• Aim of the exercise: Collect every line in the records below that contains the string "plate" and copy each one in full.

• Entries provided:
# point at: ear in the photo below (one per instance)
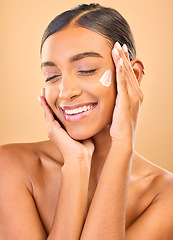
(138, 69)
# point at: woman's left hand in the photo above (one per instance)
(128, 100)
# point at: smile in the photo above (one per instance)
(72, 113)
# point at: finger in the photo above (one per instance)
(121, 81)
(125, 49)
(123, 53)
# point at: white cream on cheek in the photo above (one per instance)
(106, 78)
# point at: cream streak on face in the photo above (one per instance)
(106, 78)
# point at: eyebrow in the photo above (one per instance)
(74, 58)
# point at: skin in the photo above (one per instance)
(73, 188)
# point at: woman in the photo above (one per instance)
(87, 182)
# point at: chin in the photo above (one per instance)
(80, 135)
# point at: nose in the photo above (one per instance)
(69, 88)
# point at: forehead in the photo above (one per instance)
(73, 40)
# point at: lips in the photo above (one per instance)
(77, 112)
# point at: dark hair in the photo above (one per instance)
(105, 21)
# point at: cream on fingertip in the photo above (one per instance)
(116, 51)
(106, 79)
(125, 48)
(118, 46)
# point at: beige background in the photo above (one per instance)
(22, 25)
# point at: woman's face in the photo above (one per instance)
(76, 60)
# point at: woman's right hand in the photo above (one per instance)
(69, 148)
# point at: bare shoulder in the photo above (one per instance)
(26, 159)
(150, 198)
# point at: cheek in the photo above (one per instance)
(51, 94)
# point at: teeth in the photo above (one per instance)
(79, 110)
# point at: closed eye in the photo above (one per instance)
(87, 72)
(48, 79)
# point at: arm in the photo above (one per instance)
(19, 216)
(109, 202)
(73, 199)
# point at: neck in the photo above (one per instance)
(102, 142)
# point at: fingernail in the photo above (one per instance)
(116, 51)
(125, 48)
(121, 62)
(41, 91)
(118, 45)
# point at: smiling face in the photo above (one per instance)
(80, 86)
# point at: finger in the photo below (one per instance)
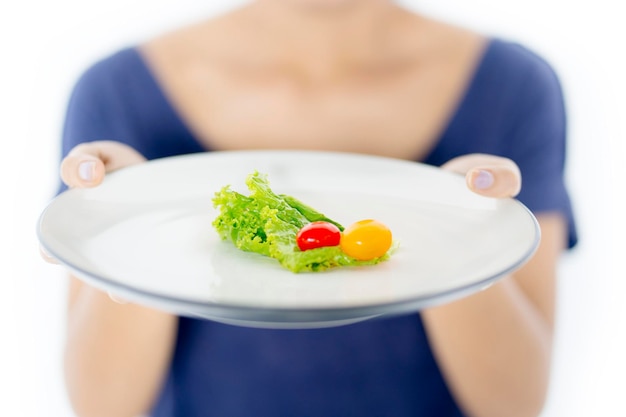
(494, 181)
(116, 299)
(82, 170)
(46, 256)
(87, 163)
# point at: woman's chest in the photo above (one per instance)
(400, 118)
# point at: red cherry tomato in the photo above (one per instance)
(317, 235)
(366, 239)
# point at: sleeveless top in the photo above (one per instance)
(513, 106)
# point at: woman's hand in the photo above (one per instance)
(116, 354)
(87, 164)
(488, 175)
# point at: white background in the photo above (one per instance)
(46, 44)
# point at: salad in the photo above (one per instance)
(298, 236)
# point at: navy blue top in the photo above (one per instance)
(512, 107)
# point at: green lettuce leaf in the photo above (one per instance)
(267, 223)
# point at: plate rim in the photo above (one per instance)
(285, 314)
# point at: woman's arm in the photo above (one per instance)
(494, 347)
(116, 355)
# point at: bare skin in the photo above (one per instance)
(323, 74)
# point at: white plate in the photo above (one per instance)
(145, 235)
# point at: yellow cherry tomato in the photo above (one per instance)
(365, 240)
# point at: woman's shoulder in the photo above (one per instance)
(516, 63)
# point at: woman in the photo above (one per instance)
(346, 75)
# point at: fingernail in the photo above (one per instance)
(483, 180)
(116, 299)
(87, 171)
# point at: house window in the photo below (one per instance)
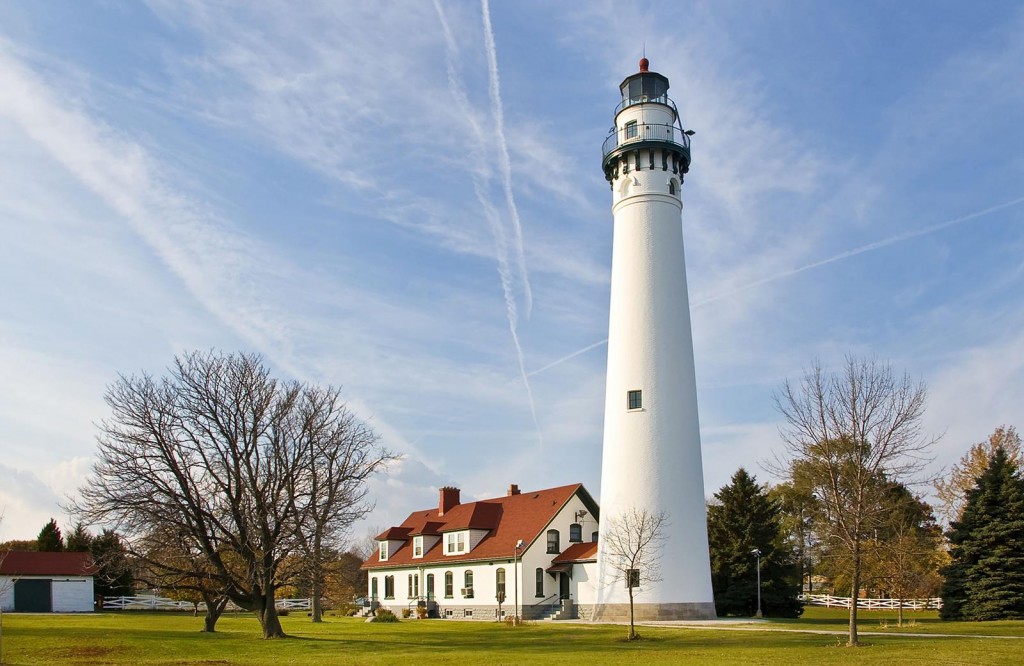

• Finished answer:
# point at: plate rim in the photo above (one per instance)
# point at: white plate in the photo above (one per instance)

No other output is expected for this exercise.